**WORK REQUEST**
Across the whole listing, filter for the string "below" and copy every line that has it.

**DATA RECORDS**
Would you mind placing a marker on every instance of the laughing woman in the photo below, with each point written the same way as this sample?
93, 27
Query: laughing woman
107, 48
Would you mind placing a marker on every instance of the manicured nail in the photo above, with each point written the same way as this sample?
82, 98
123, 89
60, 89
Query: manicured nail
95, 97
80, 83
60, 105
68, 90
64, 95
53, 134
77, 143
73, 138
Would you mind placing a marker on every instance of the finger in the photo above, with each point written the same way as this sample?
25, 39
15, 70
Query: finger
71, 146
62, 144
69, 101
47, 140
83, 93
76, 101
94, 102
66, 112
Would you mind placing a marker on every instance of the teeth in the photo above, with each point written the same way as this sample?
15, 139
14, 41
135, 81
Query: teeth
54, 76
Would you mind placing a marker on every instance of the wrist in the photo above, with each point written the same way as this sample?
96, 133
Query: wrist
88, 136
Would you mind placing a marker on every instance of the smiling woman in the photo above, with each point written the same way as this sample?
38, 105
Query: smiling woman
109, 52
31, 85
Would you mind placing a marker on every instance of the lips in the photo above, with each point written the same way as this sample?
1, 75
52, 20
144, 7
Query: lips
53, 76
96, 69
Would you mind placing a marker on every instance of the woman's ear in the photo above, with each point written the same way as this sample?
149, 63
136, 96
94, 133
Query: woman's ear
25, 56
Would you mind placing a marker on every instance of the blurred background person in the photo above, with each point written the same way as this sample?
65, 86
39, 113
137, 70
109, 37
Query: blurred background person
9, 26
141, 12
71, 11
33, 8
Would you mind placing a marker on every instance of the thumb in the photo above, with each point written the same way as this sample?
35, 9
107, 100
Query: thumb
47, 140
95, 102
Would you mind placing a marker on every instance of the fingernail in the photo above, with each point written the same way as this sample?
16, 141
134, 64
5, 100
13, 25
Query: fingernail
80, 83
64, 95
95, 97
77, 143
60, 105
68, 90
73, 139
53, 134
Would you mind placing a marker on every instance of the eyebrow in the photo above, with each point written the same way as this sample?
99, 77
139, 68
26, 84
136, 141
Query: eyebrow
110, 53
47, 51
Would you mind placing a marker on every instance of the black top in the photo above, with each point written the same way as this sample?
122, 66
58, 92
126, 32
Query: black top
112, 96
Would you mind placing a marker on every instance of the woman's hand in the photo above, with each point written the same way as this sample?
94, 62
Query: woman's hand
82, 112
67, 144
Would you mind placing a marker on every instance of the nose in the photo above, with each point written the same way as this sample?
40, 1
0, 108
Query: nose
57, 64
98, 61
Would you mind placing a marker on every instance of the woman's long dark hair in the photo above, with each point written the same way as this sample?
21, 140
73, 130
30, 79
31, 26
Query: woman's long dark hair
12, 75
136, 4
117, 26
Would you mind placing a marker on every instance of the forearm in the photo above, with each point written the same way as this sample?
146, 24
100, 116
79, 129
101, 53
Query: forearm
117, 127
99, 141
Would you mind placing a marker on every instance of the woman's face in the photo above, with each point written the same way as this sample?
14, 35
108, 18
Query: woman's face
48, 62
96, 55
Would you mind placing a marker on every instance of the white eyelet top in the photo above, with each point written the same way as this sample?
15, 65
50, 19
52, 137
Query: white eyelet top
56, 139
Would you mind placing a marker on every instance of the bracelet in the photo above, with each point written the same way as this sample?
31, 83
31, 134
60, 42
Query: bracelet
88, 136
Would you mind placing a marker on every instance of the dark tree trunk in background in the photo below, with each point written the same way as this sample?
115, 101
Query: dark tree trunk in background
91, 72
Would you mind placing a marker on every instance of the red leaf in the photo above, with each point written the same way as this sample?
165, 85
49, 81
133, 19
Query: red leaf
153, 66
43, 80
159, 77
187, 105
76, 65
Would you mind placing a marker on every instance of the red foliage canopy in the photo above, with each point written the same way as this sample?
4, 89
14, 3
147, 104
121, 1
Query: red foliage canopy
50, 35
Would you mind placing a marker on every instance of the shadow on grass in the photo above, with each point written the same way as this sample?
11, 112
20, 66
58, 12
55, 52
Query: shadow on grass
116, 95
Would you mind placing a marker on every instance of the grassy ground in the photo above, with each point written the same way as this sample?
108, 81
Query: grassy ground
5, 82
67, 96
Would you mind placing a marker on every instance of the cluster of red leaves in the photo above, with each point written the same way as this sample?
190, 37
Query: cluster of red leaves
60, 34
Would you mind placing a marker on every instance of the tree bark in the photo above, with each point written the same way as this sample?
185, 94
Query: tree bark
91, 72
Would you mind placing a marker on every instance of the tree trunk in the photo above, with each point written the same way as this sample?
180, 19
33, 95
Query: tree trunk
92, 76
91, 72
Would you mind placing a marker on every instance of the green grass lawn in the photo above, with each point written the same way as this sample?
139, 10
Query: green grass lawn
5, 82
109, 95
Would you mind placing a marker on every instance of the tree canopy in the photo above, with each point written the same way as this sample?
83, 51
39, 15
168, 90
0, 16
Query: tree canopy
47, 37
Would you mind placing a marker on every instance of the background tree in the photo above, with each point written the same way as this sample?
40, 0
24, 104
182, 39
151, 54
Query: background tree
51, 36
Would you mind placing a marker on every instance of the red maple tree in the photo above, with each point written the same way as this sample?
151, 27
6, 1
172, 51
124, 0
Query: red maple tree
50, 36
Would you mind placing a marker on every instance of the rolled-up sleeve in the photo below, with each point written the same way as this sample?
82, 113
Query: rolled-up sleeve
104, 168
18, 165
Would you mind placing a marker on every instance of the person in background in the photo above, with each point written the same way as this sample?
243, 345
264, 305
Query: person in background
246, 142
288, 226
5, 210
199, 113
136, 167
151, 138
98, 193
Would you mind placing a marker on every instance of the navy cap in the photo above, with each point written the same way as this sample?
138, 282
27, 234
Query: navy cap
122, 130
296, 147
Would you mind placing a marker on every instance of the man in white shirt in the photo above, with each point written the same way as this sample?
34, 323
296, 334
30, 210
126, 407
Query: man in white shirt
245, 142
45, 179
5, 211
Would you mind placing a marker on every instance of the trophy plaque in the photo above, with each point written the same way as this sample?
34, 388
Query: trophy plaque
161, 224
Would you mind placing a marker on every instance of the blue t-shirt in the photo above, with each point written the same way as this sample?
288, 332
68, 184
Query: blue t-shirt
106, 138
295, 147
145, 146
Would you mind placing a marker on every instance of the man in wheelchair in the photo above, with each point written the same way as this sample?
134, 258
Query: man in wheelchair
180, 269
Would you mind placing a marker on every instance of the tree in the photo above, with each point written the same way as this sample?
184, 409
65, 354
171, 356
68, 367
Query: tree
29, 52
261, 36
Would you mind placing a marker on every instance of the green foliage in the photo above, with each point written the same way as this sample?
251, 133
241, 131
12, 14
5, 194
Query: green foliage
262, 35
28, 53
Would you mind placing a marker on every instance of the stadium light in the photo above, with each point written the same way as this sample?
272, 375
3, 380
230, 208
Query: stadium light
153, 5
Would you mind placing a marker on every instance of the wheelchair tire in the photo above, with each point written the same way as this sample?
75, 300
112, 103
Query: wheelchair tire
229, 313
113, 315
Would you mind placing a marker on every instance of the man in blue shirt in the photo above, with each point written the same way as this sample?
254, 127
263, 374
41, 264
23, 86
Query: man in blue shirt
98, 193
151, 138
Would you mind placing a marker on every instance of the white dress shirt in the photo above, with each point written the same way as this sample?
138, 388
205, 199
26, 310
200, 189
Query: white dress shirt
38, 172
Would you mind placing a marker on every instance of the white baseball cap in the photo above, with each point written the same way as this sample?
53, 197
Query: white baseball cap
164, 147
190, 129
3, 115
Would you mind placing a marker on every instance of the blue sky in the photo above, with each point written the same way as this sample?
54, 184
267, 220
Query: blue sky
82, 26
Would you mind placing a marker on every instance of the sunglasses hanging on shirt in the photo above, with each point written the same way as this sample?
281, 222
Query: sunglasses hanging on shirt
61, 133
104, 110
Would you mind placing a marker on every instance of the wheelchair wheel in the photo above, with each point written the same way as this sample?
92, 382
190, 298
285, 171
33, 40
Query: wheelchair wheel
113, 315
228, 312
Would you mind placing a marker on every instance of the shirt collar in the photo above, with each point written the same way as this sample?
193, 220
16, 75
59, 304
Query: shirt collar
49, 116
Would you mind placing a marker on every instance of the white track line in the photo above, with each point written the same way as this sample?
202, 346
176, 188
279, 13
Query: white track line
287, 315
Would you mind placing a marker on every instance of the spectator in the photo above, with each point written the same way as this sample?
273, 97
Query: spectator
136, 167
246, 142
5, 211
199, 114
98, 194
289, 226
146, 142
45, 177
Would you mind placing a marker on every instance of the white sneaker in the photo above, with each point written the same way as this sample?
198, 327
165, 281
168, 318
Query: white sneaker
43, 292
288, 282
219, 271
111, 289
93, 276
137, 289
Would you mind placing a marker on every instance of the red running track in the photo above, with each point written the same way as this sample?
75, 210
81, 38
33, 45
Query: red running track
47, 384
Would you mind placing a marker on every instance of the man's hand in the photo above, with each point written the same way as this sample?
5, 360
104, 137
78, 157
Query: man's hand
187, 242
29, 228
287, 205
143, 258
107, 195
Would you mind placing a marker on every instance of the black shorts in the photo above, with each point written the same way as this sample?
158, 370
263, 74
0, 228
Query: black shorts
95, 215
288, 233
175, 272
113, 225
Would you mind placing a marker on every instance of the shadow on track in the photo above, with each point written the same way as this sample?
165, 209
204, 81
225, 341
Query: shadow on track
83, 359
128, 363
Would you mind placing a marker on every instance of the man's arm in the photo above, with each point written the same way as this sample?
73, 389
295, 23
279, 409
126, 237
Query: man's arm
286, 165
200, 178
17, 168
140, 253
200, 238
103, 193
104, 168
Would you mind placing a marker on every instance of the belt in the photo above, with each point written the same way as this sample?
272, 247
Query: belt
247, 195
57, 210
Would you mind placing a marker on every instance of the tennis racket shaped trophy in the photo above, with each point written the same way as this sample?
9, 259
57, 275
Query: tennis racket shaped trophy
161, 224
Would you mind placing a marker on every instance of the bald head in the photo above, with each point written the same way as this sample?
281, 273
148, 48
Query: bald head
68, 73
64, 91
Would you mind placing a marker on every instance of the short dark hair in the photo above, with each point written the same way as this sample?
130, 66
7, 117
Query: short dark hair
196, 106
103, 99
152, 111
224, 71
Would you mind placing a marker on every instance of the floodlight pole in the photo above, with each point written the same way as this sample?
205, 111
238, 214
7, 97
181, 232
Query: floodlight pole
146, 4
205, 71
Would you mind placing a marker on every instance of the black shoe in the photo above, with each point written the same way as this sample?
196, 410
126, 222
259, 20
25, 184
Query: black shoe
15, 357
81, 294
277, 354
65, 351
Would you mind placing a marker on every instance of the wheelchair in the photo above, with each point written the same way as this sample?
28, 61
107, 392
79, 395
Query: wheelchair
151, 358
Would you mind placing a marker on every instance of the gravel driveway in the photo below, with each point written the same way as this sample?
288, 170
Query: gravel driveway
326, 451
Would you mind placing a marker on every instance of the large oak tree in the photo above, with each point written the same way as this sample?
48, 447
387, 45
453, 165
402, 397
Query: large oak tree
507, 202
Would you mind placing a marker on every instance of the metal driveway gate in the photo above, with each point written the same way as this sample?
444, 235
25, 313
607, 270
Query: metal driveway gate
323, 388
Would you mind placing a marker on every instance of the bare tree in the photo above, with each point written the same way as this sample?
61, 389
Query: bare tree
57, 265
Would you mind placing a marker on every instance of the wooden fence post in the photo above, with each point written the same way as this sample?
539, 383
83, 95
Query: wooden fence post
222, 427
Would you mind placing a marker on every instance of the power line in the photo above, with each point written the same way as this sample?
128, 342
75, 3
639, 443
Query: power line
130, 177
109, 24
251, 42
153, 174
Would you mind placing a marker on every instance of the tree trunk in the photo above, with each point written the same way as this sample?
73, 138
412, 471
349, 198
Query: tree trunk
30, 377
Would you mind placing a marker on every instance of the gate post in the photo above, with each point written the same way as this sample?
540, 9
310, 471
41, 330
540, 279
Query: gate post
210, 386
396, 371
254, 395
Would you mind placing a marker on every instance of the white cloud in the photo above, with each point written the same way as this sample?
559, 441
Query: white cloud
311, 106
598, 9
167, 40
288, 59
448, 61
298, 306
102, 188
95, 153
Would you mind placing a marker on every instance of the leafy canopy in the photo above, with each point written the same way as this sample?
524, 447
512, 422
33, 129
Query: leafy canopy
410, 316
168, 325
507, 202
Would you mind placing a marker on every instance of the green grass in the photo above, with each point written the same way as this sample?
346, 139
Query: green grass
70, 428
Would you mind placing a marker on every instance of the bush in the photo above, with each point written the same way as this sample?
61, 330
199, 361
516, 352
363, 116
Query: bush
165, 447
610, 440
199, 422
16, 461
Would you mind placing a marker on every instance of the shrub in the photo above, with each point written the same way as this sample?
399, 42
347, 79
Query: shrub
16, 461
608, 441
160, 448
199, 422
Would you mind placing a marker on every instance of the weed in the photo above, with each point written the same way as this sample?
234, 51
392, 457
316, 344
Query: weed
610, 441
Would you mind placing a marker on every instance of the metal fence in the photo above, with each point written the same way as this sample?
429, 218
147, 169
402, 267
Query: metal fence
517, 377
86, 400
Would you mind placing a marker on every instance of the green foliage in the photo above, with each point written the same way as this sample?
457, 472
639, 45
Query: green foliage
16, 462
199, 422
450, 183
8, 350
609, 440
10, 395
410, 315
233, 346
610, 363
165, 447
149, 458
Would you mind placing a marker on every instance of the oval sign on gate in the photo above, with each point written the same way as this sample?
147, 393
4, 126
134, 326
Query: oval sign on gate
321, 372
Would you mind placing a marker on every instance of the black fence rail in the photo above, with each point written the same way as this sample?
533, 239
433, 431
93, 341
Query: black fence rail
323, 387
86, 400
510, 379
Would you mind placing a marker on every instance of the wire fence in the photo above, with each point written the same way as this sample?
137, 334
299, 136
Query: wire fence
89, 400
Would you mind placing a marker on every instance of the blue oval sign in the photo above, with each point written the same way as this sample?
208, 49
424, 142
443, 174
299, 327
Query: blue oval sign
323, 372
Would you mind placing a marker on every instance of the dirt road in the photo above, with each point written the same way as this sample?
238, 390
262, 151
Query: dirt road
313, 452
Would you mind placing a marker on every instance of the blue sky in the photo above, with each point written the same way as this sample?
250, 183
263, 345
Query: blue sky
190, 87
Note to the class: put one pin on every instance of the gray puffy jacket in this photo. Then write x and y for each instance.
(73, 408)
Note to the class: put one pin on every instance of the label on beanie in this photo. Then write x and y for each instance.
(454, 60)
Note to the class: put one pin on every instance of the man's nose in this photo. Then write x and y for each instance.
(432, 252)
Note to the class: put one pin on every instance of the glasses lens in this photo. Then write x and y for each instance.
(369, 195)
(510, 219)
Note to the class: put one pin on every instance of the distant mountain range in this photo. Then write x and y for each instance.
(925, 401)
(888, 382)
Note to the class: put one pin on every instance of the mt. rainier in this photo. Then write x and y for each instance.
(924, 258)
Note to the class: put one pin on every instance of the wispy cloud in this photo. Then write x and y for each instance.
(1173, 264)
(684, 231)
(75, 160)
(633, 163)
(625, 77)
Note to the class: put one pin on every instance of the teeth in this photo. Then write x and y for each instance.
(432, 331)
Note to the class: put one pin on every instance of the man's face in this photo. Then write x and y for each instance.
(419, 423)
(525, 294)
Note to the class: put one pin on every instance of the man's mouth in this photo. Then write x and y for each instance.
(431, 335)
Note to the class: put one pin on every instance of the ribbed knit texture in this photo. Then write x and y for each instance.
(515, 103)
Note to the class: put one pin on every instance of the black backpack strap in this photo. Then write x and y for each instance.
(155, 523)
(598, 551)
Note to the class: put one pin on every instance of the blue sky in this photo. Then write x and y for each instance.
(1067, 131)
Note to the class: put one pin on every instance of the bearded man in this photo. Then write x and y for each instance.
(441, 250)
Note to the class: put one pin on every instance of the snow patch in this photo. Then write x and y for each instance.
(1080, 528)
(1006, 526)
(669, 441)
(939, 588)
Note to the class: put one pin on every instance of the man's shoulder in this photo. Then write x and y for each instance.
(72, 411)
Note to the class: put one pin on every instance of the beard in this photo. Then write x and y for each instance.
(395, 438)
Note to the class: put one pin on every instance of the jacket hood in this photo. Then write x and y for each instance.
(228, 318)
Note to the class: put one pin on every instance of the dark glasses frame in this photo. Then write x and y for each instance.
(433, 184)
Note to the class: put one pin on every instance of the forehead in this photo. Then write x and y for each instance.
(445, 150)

**RESULT FOR THIS EXERCISE**
Would you mind placing a marker on every instance of the laughing woman in the photo below, with each point written the same way as this sample?
Would you mind placing a marker on every instance of the dark tree trunk in background in the photo below, with each point written the same way as this sample?
Would you mind placing a marker on every instance of the rolled-up sleeve in the photo below, with each point written the same way as this sample?
Would you mind placing a marker on every instance of the gravel driveway in the photo below, with each point written the same way as this sample?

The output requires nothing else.